** Problem statement **
Rewrite all of the items below with each "Target" replaced by "Object", keeping everything else the same.

Rows from a pointing dataset:
▶
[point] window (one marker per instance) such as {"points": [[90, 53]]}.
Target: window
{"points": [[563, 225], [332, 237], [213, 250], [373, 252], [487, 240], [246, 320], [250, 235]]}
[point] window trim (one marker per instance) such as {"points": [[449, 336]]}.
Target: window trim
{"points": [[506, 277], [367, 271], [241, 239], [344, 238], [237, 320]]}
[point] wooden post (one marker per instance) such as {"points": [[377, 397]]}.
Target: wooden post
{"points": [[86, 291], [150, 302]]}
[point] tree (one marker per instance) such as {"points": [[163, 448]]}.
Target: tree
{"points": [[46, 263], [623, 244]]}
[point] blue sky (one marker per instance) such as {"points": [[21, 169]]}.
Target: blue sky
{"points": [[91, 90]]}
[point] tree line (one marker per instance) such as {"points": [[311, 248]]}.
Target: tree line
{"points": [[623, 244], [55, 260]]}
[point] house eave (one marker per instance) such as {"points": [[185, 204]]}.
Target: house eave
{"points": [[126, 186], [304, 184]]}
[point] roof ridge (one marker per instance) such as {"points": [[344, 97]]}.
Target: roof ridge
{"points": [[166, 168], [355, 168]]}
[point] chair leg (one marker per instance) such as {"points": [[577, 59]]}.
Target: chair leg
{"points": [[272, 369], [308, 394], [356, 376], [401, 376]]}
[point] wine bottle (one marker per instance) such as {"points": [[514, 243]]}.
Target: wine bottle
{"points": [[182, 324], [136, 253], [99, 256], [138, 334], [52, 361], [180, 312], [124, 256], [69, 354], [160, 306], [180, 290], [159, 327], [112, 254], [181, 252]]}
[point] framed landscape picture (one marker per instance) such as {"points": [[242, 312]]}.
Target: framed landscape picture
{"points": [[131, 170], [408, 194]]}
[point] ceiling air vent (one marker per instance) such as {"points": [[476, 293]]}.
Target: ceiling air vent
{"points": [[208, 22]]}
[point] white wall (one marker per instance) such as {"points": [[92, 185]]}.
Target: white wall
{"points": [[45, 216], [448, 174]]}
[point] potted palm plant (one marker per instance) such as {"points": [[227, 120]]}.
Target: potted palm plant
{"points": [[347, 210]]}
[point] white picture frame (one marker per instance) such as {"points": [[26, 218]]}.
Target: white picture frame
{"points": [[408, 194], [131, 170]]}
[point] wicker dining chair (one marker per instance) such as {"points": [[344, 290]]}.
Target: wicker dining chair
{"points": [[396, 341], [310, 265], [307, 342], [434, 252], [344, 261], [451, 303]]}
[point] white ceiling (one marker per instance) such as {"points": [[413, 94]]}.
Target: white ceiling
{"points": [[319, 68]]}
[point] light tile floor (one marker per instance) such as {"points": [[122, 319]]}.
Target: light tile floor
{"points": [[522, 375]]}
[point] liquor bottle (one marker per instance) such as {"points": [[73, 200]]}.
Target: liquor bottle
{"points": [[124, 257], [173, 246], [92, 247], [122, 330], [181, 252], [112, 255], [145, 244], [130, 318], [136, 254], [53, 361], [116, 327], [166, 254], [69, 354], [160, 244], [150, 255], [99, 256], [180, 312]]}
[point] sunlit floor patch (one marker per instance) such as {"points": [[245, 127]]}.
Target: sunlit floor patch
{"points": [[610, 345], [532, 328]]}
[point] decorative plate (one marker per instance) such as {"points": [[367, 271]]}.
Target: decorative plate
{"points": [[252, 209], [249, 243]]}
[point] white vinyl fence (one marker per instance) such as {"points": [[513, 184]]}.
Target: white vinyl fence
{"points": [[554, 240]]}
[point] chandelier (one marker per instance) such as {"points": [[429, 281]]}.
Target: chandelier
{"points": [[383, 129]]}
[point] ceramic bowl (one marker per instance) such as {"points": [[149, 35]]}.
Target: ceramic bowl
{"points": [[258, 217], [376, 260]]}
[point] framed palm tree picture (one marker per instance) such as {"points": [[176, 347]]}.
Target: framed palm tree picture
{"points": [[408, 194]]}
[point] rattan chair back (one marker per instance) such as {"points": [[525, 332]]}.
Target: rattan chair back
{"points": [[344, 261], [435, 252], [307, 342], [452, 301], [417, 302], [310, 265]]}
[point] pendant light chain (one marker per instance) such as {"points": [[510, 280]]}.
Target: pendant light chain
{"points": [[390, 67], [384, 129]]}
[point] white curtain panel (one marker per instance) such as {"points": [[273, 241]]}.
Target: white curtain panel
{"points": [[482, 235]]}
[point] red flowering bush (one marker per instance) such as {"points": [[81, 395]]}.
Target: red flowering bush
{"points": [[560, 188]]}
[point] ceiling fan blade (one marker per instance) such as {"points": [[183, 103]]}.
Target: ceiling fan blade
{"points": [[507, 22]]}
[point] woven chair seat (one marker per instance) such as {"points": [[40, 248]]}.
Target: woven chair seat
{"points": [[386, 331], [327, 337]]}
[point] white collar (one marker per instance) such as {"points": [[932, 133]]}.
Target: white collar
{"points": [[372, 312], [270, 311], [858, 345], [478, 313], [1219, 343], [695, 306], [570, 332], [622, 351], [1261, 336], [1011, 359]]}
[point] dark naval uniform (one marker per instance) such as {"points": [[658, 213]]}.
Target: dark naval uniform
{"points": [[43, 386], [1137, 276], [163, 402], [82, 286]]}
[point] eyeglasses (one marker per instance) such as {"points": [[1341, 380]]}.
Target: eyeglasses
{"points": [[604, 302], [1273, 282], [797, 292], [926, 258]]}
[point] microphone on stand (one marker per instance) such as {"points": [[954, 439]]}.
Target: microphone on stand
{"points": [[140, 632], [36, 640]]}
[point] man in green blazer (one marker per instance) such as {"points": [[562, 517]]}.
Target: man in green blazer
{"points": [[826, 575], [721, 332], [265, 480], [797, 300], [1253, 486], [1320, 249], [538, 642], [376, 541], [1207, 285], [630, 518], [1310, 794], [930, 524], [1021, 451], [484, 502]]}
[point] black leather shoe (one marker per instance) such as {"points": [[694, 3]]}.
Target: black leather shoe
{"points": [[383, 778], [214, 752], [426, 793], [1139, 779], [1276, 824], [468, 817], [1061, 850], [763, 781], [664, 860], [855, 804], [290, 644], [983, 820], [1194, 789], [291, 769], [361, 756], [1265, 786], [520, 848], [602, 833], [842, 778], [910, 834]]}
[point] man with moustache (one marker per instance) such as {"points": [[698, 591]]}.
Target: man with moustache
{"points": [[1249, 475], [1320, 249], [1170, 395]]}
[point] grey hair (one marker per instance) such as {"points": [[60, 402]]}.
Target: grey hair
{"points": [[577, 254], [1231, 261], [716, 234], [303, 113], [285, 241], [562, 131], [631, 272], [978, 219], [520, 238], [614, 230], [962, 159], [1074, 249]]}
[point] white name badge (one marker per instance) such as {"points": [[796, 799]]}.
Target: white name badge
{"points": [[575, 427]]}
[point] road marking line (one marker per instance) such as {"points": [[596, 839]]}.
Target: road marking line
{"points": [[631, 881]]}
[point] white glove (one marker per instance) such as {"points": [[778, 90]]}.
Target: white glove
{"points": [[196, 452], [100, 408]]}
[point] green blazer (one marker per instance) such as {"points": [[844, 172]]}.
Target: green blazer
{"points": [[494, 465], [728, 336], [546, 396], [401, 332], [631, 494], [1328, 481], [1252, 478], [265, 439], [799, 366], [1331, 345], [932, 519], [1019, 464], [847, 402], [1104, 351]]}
◀
** Reply **
[point] window (one marker per instance) such as {"points": [[90, 53]]}.
Object: window
{"points": [[563, 225], [332, 237], [213, 250], [373, 252], [487, 240], [246, 320], [250, 235]]}
[point] window trim (one marker per instance) such as {"points": [[449, 336]]}.
Object: window trim
{"points": [[506, 277], [367, 271], [241, 239], [344, 238], [237, 320]]}
[point] wooden post (one marker per instance) such as {"points": [[377, 397]]}.
Object: wooden post
{"points": [[86, 291], [150, 302]]}
[point] tree (one marker per instance) such as {"points": [[163, 448]]}.
Object: tree
{"points": [[46, 263], [623, 244]]}
[point] blue sky (one marker per instance) such as {"points": [[21, 169]]}.
Object: blue sky
{"points": [[91, 90]]}
[point] tree line (one marker per instance) such as {"points": [[311, 248]]}.
Object: tree line
{"points": [[623, 244], [55, 260]]}
[point] house eave (one marker per instance) such as {"points": [[185, 204]]}.
Object: house eave
{"points": [[126, 186], [304, 184]]}
[point] roof ridge (one marker per instance) such as {"points": [[344, 97]]}.
Object: roof ridge
{"points": [[166, 168], [355, 168]]}
[point] chair leg (one marker per instance) such as {"points": [[577, 59]]}.
Object: chair leg
{"points": [[272, 369], [308, 394], [356, 376], [401, 376]]}
[point] wine bottle (one marker per instance) such as {"points": [[514, 243]]}.
Object: wine bottle
{"points": [[182, 324], [136, 253], [99, 256], [138, 334], [52, 361], [180, 312], [124, 256], [69, 354], [160, 306], [180, 290], [159, 327], [112, 254], [181, 252]]}
[point] framed landscape picture (one marker per instance) such as {"points": [[242, 312]]}.
Object: framed landscape picture
{"points": [[131, 170], [408, 194]]}
[point] ceiling air vent (one marker per instance) such as {"points": [[476, 293]]}.
Object: ceiling air vent
{"points": [[208, 22]]}
[point] white wall (one marker per instance) such as {"points": [[92, 185]]}.
Object: white wall
{"points": [[45, 216], [448, 174]]}
[point] potted palm plant (one marker per instance) such as {"points": [[227, 120]]}.
Object: potted palm plant
{"points": [[347, 210]]}
[point] white picture frame (one marker per instance) such as {"points": [[26, 218]]}.
Object: white picture frame
{"points": [[408, 194], [131, 170]]}
[point] wicker dining chair (one marker per instance) such as {"points": [[344, 290]]}.
Object: wicker dining chair
{"points": [[396, 341], [310, 265], [307, 342], [434, 252], [344, 261], [451, 303]]}
[point] white ceiling (one marker per instance) such as {"points": [[413, 94]]}.
Object: white ceiling
{"points": [[319, 68]]}
[point] light tile floor (one marker per instance) such as {"points": [[122, 319]]}.
Object: light tile floor
{"points": [[522, 375]]}
[point] liquor bottle (one marker per instance) such as {"points": [[73, 200]]}.
Object: liquor bottle
{"points": [[124, 257], [173, 246], [92, 247], [122, 330], [181, 252], [112, 255], [145, 244], [130, 318], [136, 254], [53, 361], [116, 327], [166, 254], [69, 354], [160, 244], [150, 255], [99, 256], [180, 312]]}
[point] sunlit floor patch (one marker per instance) such as {"points": [[245, 127]]}.
Object: sunlit floor patch
{"points": [[610, 345], [532, 328]]}
[point] decorative plate (one marker per instance) such as {"points": [[367, 271]]}.
Object: decorative plate
{"points": [[252, 209], [249, 243]]}
[point] white vinyl fence (one marker per instance) such as {"points": [[513, 184]]}.
Object: white vinyl fence
{"points": [[554, 240]]}
[point] chandelier (one marker per instance) such as {"points": [[429, 281]]}.
Object: chandelier
{"points": [[383, 129]]}
[point] ceramic bowl (one marker per instance) such as {"points": [[149, 35]]}.
Object: ceramic bowl
{"points": [[258, 217], [376, 260]]}
[point] framed palm tree picture (one marker per instance) such as {"points": [[176, 347]]}.
Object: framed palm tree picture
{"points": [[408, 194]]}
[point] rattan chair back (one marker per instance) such as {"points": [[525, 332]]}.
Object: rattan chair back
{"points": [[344, 261], [435, 252], [307, 342], [452, 301], [417, 302], [310, 265]]}
[point] pendant light chain (one marker per instance) such as {"points": [[510, 280]]}.
Object: pendant light chain
{"points": [[390, 67], [384, 129]]}
[point] white curtain panel (one marker per instance) such as {"points": [[273, 241]]}.
Object: white curtain panel
{"points": [[482, 235]]}
[point] red flowering bush (one marker per instance) such as {"points": [[81, 395]]}.
Object: red flowering bush
{"points": [[560, 188]]}
[point] ceiling fan blade (one marker per instance) such as {"points": [[183, 103]]}.
Object: ceiling fan blade
{"points": [[507, 22]]}
[point] woven chair seat (one marker per instance) such as {"points": [[40, 248]]}.
Object: woven chair seat
{"points": [[386, 331], [327, 337]]}
[point] white collar (one marker per instance) such as {"points": [[932, 133]]}.
Object: white collar
{"points": [[372, 312], [270, 311], [858, 345], [478, 313], [1219, 343], [695, 306], [570, 332], [622, 351], [1261, 336], [1011, 359]]}
[point] dark naval uniform (one marker per instance) such as {"points": [[658, 213]]}.
Object: dark naval uniform
{"points": [[43, 386], [1137, 276], [163, 402], [82, 286]]}
[point] eyeglasses (one marker per instance) such as {"points": [[1341, 380]]}.
Object: eyeglasses
{"points": [[604, 302], [1273, 282], [797, 292], [926, 258]]}
[point] microphone on stand (one marker per instance) such as {"points": [[954, 439]]}.
Object: microphone on stand
{"points": [[140, 632], [36, 640]]}
[point] man in green blazer (one marker per instance) such as {"points": [[562, 517]]}.
Object: man in green blazer
{"points": [[826, 575], [721, 332], [265, 480], [797, 300], [1253, 486], [1320, 249], [538, 642], [376, 541], [1207, 285], [630, 518], [1310, 794], [930, 524], [1021, 451], [484, 502]]}
[point] black leather shoe (one marker per instance) such as {"points": [[694, 3]]}.
Object: black leather shoe
{"points": [[383, 778], [214, 752], [426, 793], [1139, 779], [1276, 824], [468, 817], [1061, 850], [763, 781], [664, 860], [855, 804], [290, 644], [983, 820], [1194, 789], [291, 769], [361, 756], [1265, 786], [520, 848], [602, 833], [842, 778], [910, 834]]}
[point] man with moustache (one marker per instance) such as {"points": [[698, 591]]}.
Object: man with moustache
{"points": [[1249, 475], [1320, 249], [1170, 395]]}
[point] grey hair (one marker per instance) such as {"points": [[60, 402]]}.
Object: grey hair
{"points": [[577, 254], [1231, 261], [716, 234], [303, 113], [285, 241], [562, 131], [631, 272], [978, 219], [520, 238], [614, 230], [962, 159], [1074, 249]]}
[point] white name badge (one marker per instance) such as {"points": [[796, 799]]}.
Object: white name badge
{"points": [[575, 427]]}
[point] road marking line (one marker per instance) such as {"points": [[596, 839]]}.
Object: road marking line
{"points": [[631, 881]]}
[point] white glove (one marker per instance) such as {"points": [[778, 90]]}.
Object: white glove
{"points": [[196, 452], [100, 408]]}
[point] green blazer (one marker per instance) such as {"points": [[844, 172]]}.
Object: green blazer
{"points": [[494, 465], [728, 336], [546, 396], [401, 332], [631, 494], [1328, 481], [1252, 478], [265, 439], [799, 366], [1331, 345], [932, 519], [1019, 464], [847, 402], [1104, 351]]}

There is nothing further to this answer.